Text segment:

┌──

One hundred years ago, workers and activists protested a new city law limiting labor agitation, sparking the nation’s first significant free speech battle

One of the most dramatic periods in Spokane’s history – the Free Speech Fight of 1909 – began 100 years ago Monday on a downtown street corner. It would take an entire book to do justice to this wild period of Spokane’s history. Yet we can sum it up a few sentences:

• The Spokane City Council enacted a law in early 1909 banning speeches on downtown streets, as a way to limit labor agitation.

• The Industrial Workers of the World (IWW) – nicknamed the “Wobblies” – issued a call for hundreds of workers and activists to converge on Spokane to “fill the jails” in a mass civil protest.

• Beginning on Nov. 2, 1909, activists took turns standing on soapboxes and getting arrested as soon as they opened their mouths.

• Within weeks, 500 people had been arrested, including the 19-year-old socialist firebrand Elizabeth Gurley Flynn.

• The city was forced to house the prisoners at an abandoned school and at the barracks at Fort George Wright. The costs for the city – and the bad publicity – began to add up.

• In March 1910, the fight ended with both sides declaring victory. The city repealed the law and the Wobblies moved on to similar fights in other cities.

└──

Extracted entries:
┌──

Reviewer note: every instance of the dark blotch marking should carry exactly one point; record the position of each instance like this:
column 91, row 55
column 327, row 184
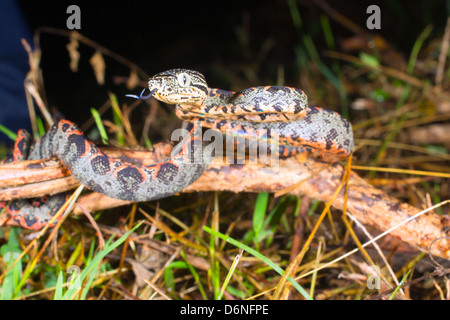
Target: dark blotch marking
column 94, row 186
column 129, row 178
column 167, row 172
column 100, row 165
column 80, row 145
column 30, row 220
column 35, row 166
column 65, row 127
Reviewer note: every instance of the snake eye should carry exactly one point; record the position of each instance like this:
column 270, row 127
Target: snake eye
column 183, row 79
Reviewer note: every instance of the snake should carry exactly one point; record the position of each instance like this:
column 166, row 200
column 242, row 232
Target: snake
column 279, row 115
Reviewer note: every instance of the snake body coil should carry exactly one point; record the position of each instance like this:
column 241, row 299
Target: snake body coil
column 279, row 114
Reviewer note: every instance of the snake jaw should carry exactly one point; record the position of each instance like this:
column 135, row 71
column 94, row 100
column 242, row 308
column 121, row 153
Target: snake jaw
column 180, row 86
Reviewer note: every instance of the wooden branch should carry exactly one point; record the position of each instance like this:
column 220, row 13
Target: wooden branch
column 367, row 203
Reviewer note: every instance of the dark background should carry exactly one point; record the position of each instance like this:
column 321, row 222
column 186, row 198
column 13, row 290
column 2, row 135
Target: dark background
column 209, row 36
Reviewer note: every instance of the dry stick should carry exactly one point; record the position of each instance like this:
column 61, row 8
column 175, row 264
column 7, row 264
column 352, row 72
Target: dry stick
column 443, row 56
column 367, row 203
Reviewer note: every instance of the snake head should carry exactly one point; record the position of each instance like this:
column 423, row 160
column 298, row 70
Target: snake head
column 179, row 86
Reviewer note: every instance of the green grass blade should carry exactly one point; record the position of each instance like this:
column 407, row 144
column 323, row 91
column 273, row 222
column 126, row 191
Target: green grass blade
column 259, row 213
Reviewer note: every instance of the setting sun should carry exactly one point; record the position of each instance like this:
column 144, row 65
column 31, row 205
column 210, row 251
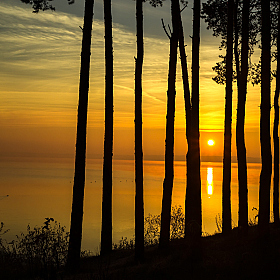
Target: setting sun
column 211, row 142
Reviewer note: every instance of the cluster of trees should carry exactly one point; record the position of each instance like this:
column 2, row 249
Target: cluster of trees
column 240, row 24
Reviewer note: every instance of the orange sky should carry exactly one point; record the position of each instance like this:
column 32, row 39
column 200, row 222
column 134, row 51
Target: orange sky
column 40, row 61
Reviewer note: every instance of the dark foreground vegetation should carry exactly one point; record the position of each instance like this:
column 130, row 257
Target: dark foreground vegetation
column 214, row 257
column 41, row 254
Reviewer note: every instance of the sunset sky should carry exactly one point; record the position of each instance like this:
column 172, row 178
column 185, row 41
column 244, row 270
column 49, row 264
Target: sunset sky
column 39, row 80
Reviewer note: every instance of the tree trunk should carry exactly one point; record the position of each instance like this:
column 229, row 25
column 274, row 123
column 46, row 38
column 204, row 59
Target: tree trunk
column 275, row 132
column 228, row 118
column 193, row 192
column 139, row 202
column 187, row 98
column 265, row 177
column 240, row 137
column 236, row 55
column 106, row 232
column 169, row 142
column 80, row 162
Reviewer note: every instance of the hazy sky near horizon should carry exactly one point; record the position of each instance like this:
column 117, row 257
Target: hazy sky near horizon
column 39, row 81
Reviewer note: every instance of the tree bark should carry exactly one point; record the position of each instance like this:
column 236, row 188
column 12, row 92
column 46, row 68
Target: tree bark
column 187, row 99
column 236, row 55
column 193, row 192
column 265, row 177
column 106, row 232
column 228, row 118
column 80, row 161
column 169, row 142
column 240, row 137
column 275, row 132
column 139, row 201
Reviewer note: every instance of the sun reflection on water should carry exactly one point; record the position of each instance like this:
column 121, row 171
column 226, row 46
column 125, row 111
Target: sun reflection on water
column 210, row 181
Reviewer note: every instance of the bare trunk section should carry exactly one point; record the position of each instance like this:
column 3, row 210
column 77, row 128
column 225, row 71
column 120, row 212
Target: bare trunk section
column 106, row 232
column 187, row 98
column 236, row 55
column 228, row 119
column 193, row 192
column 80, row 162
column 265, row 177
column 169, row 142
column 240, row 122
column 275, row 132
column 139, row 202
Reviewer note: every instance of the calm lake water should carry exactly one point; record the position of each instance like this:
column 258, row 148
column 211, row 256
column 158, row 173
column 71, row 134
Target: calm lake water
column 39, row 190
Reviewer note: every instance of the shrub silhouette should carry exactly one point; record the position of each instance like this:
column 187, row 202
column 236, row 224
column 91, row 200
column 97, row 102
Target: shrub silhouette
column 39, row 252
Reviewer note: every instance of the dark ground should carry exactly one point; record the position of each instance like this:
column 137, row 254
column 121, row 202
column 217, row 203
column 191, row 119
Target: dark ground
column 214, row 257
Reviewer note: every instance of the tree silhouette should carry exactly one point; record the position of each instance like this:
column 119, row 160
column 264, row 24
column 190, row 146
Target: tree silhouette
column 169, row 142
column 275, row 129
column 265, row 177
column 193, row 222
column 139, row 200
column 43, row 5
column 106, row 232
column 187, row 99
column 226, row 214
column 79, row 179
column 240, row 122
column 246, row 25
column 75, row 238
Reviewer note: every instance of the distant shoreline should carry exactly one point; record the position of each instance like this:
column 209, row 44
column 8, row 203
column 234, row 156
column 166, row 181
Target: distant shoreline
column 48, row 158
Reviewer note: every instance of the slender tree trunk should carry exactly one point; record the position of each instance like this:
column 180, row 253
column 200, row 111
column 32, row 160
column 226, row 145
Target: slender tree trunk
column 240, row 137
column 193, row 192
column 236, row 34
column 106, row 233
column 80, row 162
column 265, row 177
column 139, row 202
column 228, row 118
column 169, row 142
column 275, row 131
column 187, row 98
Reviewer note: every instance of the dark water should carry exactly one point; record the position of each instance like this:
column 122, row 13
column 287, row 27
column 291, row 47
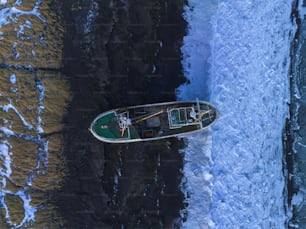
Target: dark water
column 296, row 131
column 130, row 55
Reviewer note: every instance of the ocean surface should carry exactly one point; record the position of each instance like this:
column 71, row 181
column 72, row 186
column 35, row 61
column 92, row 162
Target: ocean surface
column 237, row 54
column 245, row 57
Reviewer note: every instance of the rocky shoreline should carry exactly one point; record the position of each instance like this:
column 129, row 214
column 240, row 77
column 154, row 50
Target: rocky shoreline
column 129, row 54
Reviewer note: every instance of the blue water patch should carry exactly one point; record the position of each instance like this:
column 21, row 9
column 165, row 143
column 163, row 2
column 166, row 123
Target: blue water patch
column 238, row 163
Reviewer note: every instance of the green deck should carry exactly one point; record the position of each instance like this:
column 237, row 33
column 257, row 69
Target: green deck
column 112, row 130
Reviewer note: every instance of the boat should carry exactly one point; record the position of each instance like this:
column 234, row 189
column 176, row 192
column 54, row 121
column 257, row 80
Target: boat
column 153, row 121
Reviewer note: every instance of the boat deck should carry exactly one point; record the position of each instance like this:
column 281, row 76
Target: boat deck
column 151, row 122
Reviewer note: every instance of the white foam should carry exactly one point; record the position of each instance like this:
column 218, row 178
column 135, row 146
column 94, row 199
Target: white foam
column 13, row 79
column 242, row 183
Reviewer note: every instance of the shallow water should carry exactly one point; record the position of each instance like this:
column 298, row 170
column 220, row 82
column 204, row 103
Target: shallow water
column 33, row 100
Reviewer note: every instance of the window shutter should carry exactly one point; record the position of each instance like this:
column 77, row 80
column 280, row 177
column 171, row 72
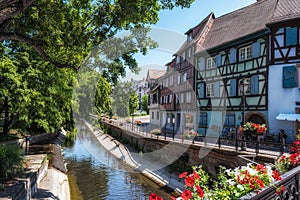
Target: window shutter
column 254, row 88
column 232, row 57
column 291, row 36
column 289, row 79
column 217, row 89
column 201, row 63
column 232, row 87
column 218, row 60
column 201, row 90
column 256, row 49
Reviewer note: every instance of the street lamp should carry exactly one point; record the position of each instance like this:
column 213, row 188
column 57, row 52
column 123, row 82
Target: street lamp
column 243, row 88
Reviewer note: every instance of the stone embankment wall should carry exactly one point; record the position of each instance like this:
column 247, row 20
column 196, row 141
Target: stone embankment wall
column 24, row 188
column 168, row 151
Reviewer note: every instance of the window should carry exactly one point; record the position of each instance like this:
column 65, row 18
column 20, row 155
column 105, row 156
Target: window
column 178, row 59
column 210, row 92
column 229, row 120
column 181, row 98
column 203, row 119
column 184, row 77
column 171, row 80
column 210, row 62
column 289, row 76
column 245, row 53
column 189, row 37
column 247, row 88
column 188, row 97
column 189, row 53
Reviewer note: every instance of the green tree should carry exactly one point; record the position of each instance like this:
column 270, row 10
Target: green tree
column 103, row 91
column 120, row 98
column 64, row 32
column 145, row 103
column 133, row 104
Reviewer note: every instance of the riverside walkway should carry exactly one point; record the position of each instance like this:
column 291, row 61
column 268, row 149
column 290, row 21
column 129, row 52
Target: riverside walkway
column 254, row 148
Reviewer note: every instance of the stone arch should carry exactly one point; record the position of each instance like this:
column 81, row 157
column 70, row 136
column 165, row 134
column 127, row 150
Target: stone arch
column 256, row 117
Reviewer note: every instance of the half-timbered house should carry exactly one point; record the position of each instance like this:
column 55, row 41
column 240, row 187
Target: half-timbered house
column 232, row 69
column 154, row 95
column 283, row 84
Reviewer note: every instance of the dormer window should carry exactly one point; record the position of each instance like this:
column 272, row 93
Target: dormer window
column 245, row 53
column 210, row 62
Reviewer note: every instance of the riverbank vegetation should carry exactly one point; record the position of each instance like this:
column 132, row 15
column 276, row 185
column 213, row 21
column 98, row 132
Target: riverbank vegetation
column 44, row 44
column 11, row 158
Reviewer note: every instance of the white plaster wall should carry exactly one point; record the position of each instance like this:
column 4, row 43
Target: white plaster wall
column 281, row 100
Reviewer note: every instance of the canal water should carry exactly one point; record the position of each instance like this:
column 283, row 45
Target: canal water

└──
┌──

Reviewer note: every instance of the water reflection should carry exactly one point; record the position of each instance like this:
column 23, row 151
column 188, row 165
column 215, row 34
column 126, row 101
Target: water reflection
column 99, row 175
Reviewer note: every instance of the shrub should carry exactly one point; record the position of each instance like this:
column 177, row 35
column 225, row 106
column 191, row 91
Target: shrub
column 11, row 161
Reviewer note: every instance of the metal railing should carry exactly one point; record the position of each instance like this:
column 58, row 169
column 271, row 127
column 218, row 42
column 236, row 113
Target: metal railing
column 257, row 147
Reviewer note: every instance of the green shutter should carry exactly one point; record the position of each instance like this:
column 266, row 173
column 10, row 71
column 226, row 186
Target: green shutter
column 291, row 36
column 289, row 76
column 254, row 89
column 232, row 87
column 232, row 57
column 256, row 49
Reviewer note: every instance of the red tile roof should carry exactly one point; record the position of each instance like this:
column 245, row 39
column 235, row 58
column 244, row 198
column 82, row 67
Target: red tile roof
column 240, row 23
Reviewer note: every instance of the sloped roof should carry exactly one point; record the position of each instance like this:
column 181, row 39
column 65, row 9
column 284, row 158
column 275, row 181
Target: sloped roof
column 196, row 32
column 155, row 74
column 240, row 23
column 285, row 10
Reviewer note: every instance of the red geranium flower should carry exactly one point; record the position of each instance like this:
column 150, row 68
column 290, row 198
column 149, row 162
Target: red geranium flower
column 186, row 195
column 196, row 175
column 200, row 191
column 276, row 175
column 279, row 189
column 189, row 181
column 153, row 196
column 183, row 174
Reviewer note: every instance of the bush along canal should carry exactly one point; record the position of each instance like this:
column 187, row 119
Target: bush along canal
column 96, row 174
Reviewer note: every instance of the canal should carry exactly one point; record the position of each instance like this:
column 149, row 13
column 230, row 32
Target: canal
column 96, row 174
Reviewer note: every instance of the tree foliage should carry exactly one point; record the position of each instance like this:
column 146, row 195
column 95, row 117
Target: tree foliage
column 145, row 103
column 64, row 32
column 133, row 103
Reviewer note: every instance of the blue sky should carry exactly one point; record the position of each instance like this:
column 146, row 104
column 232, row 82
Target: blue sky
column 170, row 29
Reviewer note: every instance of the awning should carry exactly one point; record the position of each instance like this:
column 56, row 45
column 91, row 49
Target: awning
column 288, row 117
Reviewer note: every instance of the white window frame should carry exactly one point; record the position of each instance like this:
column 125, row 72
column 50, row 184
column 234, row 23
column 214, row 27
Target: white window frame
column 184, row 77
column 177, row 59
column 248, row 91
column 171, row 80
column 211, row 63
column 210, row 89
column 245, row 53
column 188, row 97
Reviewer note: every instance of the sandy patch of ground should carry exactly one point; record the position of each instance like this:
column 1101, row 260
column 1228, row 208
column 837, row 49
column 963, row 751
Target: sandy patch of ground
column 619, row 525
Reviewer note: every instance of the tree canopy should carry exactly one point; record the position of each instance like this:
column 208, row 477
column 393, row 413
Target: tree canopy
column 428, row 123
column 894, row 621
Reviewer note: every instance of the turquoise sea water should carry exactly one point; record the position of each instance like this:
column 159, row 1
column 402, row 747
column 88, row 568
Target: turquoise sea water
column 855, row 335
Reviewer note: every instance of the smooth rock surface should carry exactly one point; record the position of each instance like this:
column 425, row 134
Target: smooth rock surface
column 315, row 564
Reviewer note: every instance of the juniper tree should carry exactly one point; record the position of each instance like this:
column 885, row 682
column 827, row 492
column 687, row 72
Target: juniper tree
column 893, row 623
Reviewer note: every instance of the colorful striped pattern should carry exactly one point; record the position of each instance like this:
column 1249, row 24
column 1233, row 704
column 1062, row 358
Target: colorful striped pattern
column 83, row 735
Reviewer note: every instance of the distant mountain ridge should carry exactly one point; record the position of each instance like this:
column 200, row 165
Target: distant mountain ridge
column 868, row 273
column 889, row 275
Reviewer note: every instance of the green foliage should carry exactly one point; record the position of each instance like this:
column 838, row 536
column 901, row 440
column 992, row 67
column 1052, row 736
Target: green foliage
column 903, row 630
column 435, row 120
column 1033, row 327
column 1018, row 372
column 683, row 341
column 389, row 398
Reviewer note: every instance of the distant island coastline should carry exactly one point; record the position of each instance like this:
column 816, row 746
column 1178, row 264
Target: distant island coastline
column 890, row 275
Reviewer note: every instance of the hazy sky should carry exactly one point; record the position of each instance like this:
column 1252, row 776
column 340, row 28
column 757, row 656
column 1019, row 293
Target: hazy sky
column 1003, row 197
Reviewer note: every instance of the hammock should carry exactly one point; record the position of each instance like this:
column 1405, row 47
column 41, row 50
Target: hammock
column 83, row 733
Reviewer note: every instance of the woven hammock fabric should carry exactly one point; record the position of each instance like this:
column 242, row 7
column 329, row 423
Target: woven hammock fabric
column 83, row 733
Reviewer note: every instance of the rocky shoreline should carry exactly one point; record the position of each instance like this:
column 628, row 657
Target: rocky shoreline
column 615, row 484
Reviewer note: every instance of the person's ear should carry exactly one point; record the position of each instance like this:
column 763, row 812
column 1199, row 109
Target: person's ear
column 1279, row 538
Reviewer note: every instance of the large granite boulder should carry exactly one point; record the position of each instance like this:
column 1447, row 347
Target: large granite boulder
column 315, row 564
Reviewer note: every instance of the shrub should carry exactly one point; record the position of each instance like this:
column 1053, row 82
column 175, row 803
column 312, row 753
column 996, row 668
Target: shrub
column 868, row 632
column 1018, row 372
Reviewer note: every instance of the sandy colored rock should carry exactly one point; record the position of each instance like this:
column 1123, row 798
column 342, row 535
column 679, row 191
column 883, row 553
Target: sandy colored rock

└──

Parts of the exercise:
(1) Write out the stretch of the Spokane Free Speech Fight text from "One of the most" through "limit labor agitation.".
(2) In the records, rewrite the stretch from the line containing "Reviewer note: every instance of the white foam" through the line containing "column 243, row 88", with both of those lines included. Change "street lamp" to "lamp post", keep everything else the same, and leave out the pictures.
The text and the records are unrelated to each other.

Answers in order:
(1)
One of the most dramatic periods in Spokane’s history – the Free Speech Fight of 1909 – began 100 years ago Monday on a downtown street corner. It would take an entire book to do justice to this wild period of Spokane’s history. Yet we can sum it up a few sentences:

• The Spokane City Council enacted a law in early 1909 banning speeches on downtown streets, as a way to limit labor agitation.

(2)
Reviewer note: every instance of the white foam should carry exactly one point; record the position of each instance like this:
column 218, row 178
column 135, row 146
column 94, row 199
Target: white foam
column 13, row 79
column 242, row 183
Reviewer note: every instance of the shallow water should carry exactly one point; record the position of each instance like this:
column 298, row 170
column 220, row 82
column 204, row 103
Target: shallow water
column 33, row 100
Reviewer note: every instance of the window shutter should carry exactly one point; record the position of each instance like this:
column 77, row 80
column 280, row 177
column 171, row 72
Target: window shutter
column 254, row 88
column 232, row 57
column 291, row 36
column 289, row 79
column 217, row 89
column 201, row 63
column 232, row 87
column 218, row 60
column 201, row 90
column 256, row 49
Reviewer note: every instance of the lamp post should carry exactly one point; record the position of each instance like this:
column 213, row 188
column 57, row 52
column 123, row 82
Target: lamp post
column 243, row 88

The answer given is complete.